Adrian Henri Catalogue 2013 - page 4

“In the 1930s the Surrealists
cultivated certain ‘magic’ places.
When I went to stay in Much
Wenlock in the summer of 1972 I
was expecting to find ‘something’
there: I didn’t know what. What I
found was a deep hedge along a
disused railway cutting. This very
ordinary bit of English hedgerow
has occupied my time ever since.”
Adrian Henri July 1973.
Much Wenlock, in short, became
Adrian Henri’s magic place, one to
which he returned, year after year,
to paint and draw in and take
inspiration from for his poetry.

ENTRIES SHOWN:

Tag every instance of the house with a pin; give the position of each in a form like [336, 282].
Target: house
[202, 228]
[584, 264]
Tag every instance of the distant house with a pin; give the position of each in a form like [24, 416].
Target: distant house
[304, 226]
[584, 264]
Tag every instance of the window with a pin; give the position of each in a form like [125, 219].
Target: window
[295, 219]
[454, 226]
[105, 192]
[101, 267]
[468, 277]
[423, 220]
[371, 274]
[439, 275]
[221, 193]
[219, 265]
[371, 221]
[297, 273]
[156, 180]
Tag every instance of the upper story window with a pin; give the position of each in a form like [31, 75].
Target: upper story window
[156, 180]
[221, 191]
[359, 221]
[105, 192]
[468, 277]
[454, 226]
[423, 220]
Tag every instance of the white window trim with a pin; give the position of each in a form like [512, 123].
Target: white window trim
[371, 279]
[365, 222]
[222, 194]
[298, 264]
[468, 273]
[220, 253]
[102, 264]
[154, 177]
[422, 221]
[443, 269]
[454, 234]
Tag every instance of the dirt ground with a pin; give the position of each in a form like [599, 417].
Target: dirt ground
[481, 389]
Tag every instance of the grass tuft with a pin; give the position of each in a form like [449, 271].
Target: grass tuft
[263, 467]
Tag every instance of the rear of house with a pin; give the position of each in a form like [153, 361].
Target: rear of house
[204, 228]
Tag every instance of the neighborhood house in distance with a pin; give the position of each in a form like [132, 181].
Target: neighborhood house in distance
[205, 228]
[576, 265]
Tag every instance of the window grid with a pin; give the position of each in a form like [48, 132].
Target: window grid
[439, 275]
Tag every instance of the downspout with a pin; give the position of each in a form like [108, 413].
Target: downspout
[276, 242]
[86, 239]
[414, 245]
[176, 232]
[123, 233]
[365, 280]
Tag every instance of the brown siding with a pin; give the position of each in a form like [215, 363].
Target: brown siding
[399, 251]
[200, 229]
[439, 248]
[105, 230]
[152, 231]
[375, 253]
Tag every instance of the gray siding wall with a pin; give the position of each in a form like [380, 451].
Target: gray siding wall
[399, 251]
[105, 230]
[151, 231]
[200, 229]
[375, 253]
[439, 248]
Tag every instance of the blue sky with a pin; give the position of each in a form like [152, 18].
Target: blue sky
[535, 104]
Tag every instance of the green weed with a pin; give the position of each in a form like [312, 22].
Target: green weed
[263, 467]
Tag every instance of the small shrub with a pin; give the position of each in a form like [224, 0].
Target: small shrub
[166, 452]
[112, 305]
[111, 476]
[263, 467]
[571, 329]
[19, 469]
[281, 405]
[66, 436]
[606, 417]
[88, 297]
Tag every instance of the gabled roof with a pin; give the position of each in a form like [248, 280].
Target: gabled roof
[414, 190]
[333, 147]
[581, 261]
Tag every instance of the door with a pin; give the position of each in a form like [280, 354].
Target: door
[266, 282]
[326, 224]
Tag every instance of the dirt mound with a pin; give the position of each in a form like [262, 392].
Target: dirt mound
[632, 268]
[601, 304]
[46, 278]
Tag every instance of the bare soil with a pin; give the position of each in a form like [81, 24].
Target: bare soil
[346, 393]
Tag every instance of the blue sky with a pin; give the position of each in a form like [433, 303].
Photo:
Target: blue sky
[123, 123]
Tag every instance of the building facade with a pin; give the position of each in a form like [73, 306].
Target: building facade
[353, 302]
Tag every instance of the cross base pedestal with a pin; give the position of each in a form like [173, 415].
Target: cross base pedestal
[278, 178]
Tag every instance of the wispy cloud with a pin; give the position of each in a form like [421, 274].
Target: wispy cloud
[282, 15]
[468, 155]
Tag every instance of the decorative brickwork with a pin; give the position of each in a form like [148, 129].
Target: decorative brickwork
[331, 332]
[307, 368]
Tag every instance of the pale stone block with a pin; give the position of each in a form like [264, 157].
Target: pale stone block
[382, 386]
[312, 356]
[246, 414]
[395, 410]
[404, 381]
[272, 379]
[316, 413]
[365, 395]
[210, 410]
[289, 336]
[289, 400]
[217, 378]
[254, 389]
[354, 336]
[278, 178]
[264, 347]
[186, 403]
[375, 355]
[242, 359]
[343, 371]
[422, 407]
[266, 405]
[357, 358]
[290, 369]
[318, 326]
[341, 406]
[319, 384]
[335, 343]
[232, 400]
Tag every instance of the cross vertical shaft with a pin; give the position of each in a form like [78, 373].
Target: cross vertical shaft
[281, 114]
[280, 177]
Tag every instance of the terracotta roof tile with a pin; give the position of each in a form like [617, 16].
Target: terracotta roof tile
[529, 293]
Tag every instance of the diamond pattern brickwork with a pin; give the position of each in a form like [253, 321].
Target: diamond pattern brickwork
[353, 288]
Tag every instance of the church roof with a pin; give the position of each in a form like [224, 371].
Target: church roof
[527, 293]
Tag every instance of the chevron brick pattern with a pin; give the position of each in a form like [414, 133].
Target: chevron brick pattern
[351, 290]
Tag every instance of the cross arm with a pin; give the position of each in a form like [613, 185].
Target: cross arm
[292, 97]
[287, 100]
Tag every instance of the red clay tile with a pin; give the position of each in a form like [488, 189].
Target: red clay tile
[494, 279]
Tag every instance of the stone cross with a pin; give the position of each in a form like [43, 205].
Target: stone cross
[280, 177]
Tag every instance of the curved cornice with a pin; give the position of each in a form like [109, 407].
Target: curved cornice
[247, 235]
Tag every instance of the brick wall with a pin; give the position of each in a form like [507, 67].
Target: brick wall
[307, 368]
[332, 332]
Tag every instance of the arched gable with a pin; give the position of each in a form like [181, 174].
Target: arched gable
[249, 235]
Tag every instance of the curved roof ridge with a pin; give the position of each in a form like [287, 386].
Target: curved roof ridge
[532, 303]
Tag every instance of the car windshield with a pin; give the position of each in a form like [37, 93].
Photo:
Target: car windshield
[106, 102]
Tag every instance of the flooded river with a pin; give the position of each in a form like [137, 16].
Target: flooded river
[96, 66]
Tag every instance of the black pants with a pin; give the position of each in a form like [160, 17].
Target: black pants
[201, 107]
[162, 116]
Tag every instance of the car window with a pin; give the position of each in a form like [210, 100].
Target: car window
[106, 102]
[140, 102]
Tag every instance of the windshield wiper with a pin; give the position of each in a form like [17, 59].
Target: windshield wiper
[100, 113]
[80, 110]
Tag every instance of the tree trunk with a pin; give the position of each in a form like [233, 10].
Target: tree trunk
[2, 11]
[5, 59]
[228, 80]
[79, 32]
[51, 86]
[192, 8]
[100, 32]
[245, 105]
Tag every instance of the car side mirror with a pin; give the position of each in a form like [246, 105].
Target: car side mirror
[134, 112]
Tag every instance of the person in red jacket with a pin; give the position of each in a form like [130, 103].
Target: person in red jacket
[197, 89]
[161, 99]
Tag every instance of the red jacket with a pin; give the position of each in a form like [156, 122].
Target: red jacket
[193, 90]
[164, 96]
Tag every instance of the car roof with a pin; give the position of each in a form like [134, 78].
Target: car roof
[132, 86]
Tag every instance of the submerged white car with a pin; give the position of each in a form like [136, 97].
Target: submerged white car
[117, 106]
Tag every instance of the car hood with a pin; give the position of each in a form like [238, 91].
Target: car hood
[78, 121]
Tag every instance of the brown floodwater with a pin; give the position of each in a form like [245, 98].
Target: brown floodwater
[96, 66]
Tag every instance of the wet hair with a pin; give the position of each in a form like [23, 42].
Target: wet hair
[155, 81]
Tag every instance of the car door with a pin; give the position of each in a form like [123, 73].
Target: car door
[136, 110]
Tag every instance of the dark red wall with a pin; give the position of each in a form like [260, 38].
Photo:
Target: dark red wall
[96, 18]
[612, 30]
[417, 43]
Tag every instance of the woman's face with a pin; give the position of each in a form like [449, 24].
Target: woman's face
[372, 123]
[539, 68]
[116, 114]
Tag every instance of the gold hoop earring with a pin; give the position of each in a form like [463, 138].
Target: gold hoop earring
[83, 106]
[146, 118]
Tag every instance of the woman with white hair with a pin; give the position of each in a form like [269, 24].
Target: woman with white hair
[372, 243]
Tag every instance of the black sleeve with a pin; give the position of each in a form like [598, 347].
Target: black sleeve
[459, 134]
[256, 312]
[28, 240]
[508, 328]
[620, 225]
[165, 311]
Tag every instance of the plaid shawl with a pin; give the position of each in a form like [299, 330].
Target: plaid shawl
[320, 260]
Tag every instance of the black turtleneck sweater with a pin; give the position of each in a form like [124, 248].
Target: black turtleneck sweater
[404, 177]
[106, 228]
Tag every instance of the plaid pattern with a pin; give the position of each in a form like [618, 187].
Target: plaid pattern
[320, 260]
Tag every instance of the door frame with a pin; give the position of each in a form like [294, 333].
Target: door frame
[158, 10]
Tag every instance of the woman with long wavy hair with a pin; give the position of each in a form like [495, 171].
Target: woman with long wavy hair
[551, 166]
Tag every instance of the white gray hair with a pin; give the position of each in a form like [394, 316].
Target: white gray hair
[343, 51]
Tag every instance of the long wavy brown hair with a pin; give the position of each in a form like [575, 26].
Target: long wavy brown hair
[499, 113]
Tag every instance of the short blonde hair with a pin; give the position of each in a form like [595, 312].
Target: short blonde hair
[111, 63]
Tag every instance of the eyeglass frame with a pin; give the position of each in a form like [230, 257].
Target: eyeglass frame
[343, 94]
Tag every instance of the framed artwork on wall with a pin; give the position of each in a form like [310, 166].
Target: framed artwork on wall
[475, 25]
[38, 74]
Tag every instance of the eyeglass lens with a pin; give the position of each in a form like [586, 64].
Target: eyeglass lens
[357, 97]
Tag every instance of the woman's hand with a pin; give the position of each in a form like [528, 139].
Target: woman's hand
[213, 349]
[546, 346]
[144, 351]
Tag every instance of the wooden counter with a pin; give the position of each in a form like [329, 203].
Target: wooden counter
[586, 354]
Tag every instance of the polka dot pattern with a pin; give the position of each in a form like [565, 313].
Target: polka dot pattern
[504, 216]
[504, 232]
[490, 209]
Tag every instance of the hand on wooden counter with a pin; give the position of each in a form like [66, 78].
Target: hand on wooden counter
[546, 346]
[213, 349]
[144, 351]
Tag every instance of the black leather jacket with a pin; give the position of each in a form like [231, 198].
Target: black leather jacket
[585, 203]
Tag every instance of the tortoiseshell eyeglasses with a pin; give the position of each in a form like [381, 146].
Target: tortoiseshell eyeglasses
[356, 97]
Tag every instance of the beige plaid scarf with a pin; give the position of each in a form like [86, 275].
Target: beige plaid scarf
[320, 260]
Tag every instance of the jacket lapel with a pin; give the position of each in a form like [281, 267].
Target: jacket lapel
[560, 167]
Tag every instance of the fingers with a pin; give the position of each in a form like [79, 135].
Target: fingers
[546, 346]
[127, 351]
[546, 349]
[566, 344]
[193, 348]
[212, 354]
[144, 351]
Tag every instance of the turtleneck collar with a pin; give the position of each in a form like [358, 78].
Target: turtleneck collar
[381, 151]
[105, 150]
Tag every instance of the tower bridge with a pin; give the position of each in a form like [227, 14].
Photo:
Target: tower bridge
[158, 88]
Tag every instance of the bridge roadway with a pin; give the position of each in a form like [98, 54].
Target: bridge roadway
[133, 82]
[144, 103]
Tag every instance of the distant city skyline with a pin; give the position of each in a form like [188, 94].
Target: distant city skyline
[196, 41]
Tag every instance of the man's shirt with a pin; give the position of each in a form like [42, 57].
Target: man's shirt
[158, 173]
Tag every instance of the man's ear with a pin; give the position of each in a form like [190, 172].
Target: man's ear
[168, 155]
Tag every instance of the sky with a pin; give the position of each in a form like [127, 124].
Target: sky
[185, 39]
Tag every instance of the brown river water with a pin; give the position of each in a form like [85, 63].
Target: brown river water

TASKS TO CARRY OUT:
- a) According to the Adrian Henri catalogue page, how did Much Wenlock become Henri's magic place? Answer in one to three sentences.
- b) Could you print the part of the Adrian Henri catalogue page starting with "Adrian Henri Catalogue" and going on through "Henri July 1973.", word for word?
Work from the Adrian Henri catalogue page alone.

FULL SOLUTIONS:
- a) When Henri stayed there in the summer of 1972 expecting to find "something," he found a deep hedge along a disused railway cutting, and it occupied his time from then on. He returned year after year to paint and draw there and to take inspiration from it for his poetry.

- b)
Adrian Henri Catalogue 2013 - page 4

“In the 1930s the Surrealists
cultivated certain ‘magic’ places.
When I went to stay in Much
Wenlock in the summer of 1972 I
was expecting to find ‘something’
there: I didn’t know what. What I
found was a deep hedge along a
disused railway cutting. This very
ordinary bit of English hedgerow
has occupied my time ever since.”
Adrian Henri July 1973.